» Travail à faire
Pouvez-vous recopier mot pour mot l'ensemble des lignes de la liste ci-dessous, en omettant les images dans votre réponse ?

Enregistrements:
------------------------------------
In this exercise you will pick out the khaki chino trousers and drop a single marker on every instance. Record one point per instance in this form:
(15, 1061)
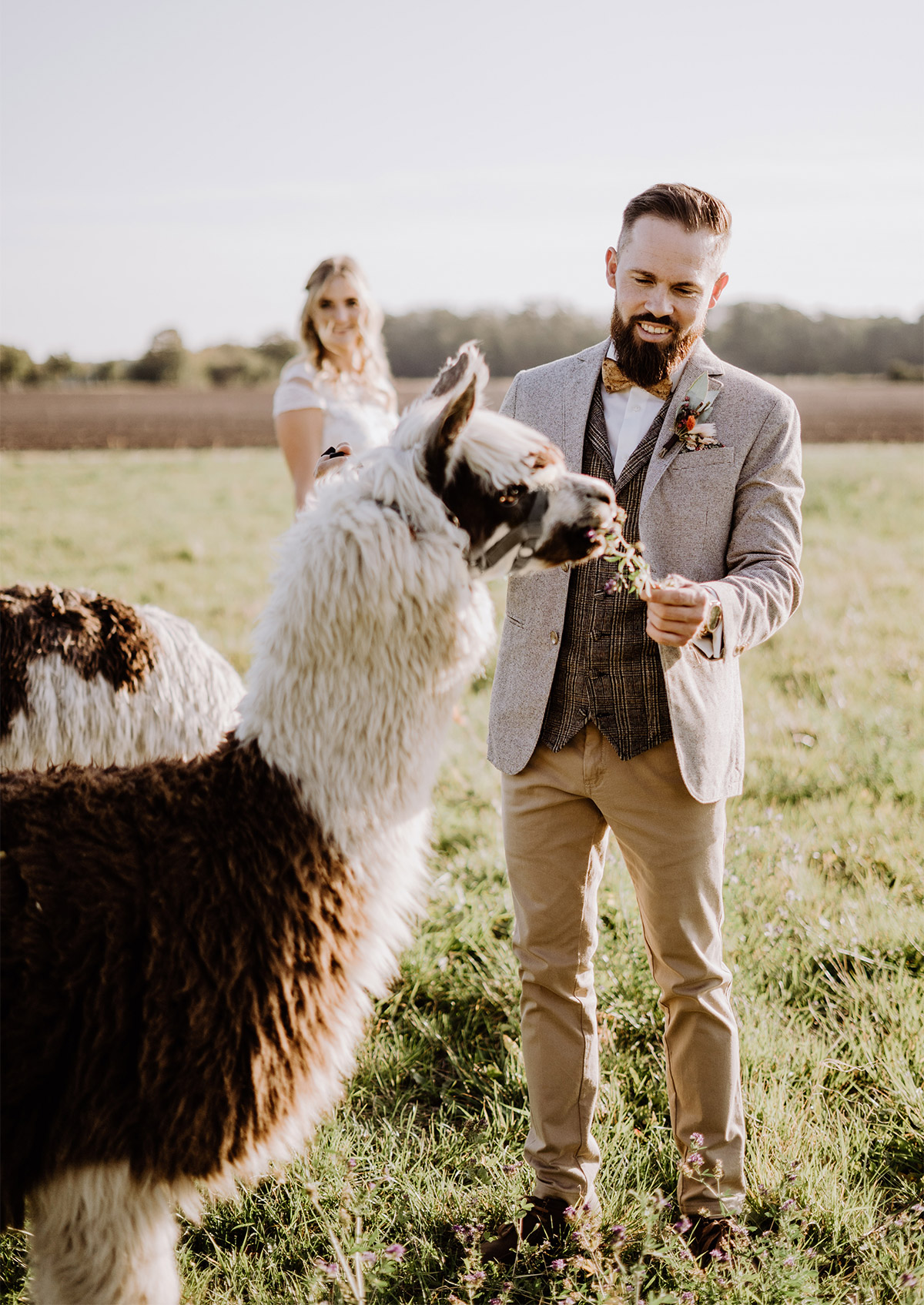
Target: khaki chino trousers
(557, 815)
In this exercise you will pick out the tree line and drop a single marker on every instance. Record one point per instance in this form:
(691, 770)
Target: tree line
(766, 338)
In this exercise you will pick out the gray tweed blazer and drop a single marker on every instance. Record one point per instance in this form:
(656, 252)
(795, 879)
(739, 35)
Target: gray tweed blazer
(726, 517)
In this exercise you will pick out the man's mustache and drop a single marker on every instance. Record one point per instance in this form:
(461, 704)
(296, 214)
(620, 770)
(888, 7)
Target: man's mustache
(650, 317)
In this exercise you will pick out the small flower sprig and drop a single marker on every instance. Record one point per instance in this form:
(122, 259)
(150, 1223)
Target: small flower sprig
(634, 573)
(692, 427)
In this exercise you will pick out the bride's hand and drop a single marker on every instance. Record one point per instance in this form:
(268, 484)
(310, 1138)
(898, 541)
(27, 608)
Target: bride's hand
(332, 458)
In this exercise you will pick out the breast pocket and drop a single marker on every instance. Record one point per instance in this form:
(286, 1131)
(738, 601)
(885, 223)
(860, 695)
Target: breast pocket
(704, 460)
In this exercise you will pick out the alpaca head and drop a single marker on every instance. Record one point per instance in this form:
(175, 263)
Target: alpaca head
(505, 484)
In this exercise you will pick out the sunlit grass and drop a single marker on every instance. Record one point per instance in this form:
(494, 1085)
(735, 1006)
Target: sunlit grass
(824, 931)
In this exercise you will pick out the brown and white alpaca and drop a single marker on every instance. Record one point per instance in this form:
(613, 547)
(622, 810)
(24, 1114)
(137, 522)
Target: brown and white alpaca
(92, 680)
(192, 948)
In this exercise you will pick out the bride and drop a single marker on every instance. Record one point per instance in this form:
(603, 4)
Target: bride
(338, 390)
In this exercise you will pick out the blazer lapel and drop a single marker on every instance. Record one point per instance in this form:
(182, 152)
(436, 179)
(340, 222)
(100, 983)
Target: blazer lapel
(702, 359)
(578, 392)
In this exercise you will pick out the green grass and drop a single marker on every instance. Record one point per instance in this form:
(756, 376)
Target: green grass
(825, 931)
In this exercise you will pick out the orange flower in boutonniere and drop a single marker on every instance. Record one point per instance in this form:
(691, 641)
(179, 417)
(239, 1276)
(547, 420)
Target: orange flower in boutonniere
(692, 428)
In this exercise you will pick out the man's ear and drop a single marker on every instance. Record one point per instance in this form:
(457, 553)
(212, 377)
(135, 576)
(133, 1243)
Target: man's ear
(717, 289)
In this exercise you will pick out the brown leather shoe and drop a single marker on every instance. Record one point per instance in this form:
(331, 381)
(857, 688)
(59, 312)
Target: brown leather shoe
(710, 1240)
(544, 1222)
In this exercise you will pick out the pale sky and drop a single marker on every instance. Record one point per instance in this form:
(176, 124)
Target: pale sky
(187, 162)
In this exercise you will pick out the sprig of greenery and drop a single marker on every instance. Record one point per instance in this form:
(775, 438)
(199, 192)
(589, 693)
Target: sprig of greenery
(632, 572)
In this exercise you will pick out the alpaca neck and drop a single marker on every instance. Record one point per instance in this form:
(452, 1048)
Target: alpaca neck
(368, 638)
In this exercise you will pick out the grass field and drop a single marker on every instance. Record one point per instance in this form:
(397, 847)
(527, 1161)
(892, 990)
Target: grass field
(824, 932)
(832, 407)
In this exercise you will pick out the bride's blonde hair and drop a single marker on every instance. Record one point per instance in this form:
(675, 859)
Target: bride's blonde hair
(373, 371)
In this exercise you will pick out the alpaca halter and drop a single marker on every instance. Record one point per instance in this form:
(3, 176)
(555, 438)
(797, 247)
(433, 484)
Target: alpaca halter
(521, 538)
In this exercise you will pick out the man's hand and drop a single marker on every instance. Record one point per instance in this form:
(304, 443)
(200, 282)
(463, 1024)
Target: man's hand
(676, 610)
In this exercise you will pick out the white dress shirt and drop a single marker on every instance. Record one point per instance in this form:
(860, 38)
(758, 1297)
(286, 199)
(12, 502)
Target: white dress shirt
(629, 415)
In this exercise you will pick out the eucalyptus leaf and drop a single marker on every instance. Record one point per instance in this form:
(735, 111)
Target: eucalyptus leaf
(696, 394)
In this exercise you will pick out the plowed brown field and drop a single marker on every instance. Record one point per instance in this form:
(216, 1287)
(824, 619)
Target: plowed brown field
(833, 410)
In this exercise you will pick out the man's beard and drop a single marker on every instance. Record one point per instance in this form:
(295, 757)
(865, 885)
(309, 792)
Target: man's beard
(644, 363)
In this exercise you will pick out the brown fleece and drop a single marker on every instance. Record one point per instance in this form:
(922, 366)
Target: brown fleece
(175, 946)
(94, 634)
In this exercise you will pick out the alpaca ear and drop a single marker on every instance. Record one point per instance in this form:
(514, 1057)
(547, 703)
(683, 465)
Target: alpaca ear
(460, 384)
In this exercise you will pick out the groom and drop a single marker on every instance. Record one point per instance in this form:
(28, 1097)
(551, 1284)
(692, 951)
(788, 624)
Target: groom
(614, 713)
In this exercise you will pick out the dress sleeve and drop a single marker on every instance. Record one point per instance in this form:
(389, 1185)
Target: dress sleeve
(295, 392)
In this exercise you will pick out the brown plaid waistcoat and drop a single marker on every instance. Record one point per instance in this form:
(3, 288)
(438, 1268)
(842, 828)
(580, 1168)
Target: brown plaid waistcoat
(608, 670)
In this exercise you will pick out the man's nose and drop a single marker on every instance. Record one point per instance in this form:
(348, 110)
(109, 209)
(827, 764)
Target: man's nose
(658, 303)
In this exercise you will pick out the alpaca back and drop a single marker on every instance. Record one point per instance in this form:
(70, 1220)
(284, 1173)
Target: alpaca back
(92, 680)
(179, 949)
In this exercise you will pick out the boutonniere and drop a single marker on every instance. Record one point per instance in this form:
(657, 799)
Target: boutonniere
(692, 428)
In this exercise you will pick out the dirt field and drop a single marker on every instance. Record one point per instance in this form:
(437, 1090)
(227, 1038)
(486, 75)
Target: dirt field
(833, 410)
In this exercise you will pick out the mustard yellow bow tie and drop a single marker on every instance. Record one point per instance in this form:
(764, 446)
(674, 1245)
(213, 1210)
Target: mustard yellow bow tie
(615, 380)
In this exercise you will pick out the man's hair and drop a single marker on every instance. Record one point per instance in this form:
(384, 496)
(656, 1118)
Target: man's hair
(695, 210)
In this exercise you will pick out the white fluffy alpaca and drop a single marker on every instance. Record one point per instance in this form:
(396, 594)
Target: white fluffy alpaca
(90, 680)
(145, 1057)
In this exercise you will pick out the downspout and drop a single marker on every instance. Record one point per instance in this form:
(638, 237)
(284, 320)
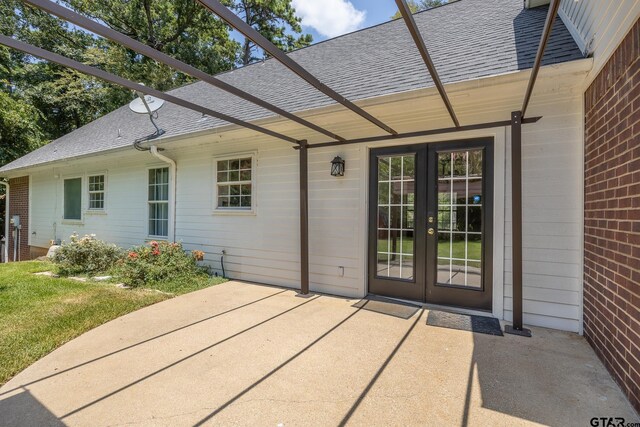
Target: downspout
(6, 221)
(173, 178)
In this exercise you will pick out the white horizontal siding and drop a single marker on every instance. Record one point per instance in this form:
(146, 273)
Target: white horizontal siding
(264, 247)
(552, 218)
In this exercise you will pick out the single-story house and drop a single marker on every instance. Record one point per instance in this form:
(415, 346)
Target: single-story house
(424, 218)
------------------------------------
» Réponse complète
In this exercise you will pick out the khaki chino trousers and drop a single marker on every instance. Record one point per instance in this form:
(15, 1061)
Target: khaki chino trousers
(557, 815)
In this exercise you will pick out the tree line and drop a single marker on every instance. Record one point per instance in this form:
(691, 770)
Target: tree line
(766, 338)
In this exercise you will pick out the gray tweed blazer and drop a single marker on every instance. Record one point per instance in this form:
(656, 252)
(795, 879)
(739, 35)
Target: gray tweed blazer
(726, 517)
In this exercise you will pick out the man's mustache and drop a single marker on every instance. Record one point per instance in this form:
(461, 704)
(296, 214)
(620, 770)
(888, 7)
Target: man's mustache
(650, 317)
In this exercise you will pick out the small flower sprig and drop a single marker on every instance. Record one point per instance in this form:
(122, 259)
(150, 1223)
Target: small flower sprig
(634, 573)
(692, 427)
In this exercise you will pick out the bride's hand and drop a single marker on every instance. Record one point per instance in this form:
(268, 484)
(310, 1138)
(898, 541)
(27, 608)
Target: bride's hand
(332, 458)
In this exercise you will pick out the breast pocket and drop a single marker on every instance. Record one point per instance in this form:
(286, 1131)
(738, 601)
(885, 223)
(860, 695)
Target: breast pocket
(704, 460)
In this exercise you will pick out the alpaca head and drop a single marker on every instance. Record one point per instance in this form:
(175, 263)
Target: alpaca head
(505, 484)
In this exercise you will pick out the sunlit grass and drop a single marker on every instance. Record one point per instance in this form:
(494, 1085)
(735, 1006)
Target: sunlit grass
(824, 931)
In this exercise you will pick out the brown and white alpaca and drop a single marker on every instance. Record one point per instance in this form:
(613, 547)
(622, 810)
(24, 1114)
(137, 522)
Target: brown and white alpaca
(92, 680)
(192, 948)
In this exercise you will pick out the bride and drop a single marker on every instance. Record one point per instance in this form:
(603, 4)
Target: bride
(338, 390)
In this exercise you will pick out the blazer lapel and drop a single marker on every instance. Record one point per instance in this form:
(182, 152)
(436, 179)
(340, 222)
(100, 983)
Target: blazer lapel
(702, 359)
(578, 392)
In this exercise you will pick out the green grass and drop a single marker on every instance. Record one point per instance in this form:
(756, 376)
Target: green grass
(825, 931)
In this exercise you will pick out the orange flower in boutonniere and drop a single marker on every instance. Record one point per instance in this form:
(691, 641)
(179, 417)
(239, 1276)
(547, 420)
Target: orange flower in boutonniere
(692, 428)
In this exercise you will pick out the man's ear and drop a single marker on every instance. Record one point per instance in this form:
(457, 553)
(212, 377)
(135, 576)
(133, 1243)
Target: man's ear
(717, 289)
In this exercise you will pick out the brown leather shoe and drop a single marker on every instance. Record one point per instance in this form:
(331, 381)
(857, 688)
(59, 312)
Target: brown leather shoe
(710, 1240)
(544, 1222)
In this exercise you will pick out the pale sky and drop a single marker on every instance. Record one point per instance in this form:
(176, 124)
Target: pale sky
(187, 162)
In this exercise you will pick out the sprig of greenery and drop a single marker on every instance. Record one point per instance in this form:
(775, 438)
(199, 192)
(589, 693)
Target: sprig of greenery
(632, 572)
In this exercise you will pick out the alpaca neck and drop a single marker on every instance. Record one point per instance in this form:
(452, 1048)
Target: alpaca neck
(368, 638)
In this exercise you will pick out the grass field and drop a single marker on every instance. Record one point per instance in this form:
(397, 847)
(527, 1161)
(892, 990)
Target: grass field
(824, 932)
(832, 407)
In this exercise you will pick out the bride's blonde hair and drop a single marker on every instance. Record one point per instance in this form:
(675, 859)
Target: bride's blonde hair
(373, 371)
In this exercise you will pick out the alpaca halter and drop a single marker on every instance. Record one point per instance in this form:
(3, 176)
(555, 438)
(797, 247)
(433, 484)
Target: alpaca halter
(521, 538)
In this exercise you will pick out the man's hand and drop a single marker on every instance. Record one point per instance in this form:
(304, 443)
(200, 282)
(463, 1024)
Target: man's hand
(676, 610)
In this exercise you will pick out the white dress shirt and drop a single marker on every instance. Record one point per instance in this form:
(860, 38)
(758, 1297)
(286, 199)
(12, 502)
Target: white dress shirt
(629, 415)
In this exercise you will pick out the eucalyptus leaf and drop a single marker on every instance. Record one point per instance in this form:
(735, 111)
Target: eucalyptus leaf
(696, 394)
In this exercise you will pick out the plowed brown field and drop a single marker on every instance. Record one point per instance in this form:
(216, 1287)
(824, 619)
Target: plowed brown field
(833, 410)
In this exercise you will pick out the man's beard and drop a single marker on every instance. Record one point per instance in this form:
(295, 757)
(865, 885)
(309, 792)
Target: man's beard
(644, 363)
In this exercise you will pick out the brown fleece and drop a single marker on every instance. Record one point per instance in this form:
(922, 366)
Target: brown fleece
(175, 946)
(94, 634)
In this exercise you will pick out the alpaca ear and drop a single marker on every instance. Record one point per instance in this form:
(514, 1057)
(547, 703)
(683, 465)
Target: alpaca ear
(460, 384)
In this exercise you will pick out the groom and drop a single marker on every instance. Record one point per instance in this form:
(28, 1097)
(551, 1284)
(692, 951)
(788, 624)
Target: groom
(614, 713)
In this exercise you will pick out the dress sleeve and drop a single marker on every instance. Record one point per instance in this form:
(389, 1185)
Target: dress sleeve
(295, 392)
In this exercise you will pick out the brown plaid waistcoat and drop a single marker on every instance. Record one point per instance in this form:
(3, 288)
(438, 1268)
(842, 828)
(580, 1168)
Target: brown plaid waistcoat
(608, 670)
In this exercise you will pick out the man's nose and drop a single marker on every instance. Record one point per instance in this form:
(348, 110)
(109, 209)
(827, 764)
Target: man's nose
(658, 303)
In this exercise you will pick out the alpaca back and drop a single marker on every instance. Record one point per instance in this form:
(70, 1220)
(284, 1173)
Target: alpaca back
(92, 680)
(179, 949)
In this exercise you will pick out the boutonniere and drop a single marker on every instance. Record one point per instance in this form:
(657, 799)
Target: boutonniere
(692, 428)
In this exercise you will pick out the dirt field and drop a single marker on every instance. Record one point per instance in this form:
(437, 1090)
(227, 1038)
(486, 75)
Target: dirt field
(833, 410)
In this exercise you will pick out the mustard yellow bow tie and drop a single marker on every instance. Record one point per instance in this form:
(764, 446)
(674, 1245)
(213, 1210)
Target: mustard yellow bow tie
(615, 380)
In this exercise you will pick out the man's hair and drop a single marker on every instance. Record one point per instance in this form:
(384, 496)
(656, 1118)
Target: man's hair
(695, 210)
In this exercise you will pick out the white fluffy alpaca and drop a single marker on every instance. Record one point per instance in this form:
(396, 594)
Target: white fluffy alpaca
(90, 680)
(145, 1057)
In this exercise you will pick out the downspout and drop a single marker on every instance. Record one point per instance in this form:
(638, 237)
(284, 320)
Target: downspout
(6, 221)
(173, 178)
In this exercise you will pick out the white horizontal siding and drop a single marker on every instance. Record one point per instance in this form:
(146, 273)
Target: white horizontal siding
(264, 247)
(552, 218)
In this exercise you will pick out the single-story house and drop a single marker on every instance. Record one point per instance in this form:
(415, 346)
Target: single-story house
(424, 218)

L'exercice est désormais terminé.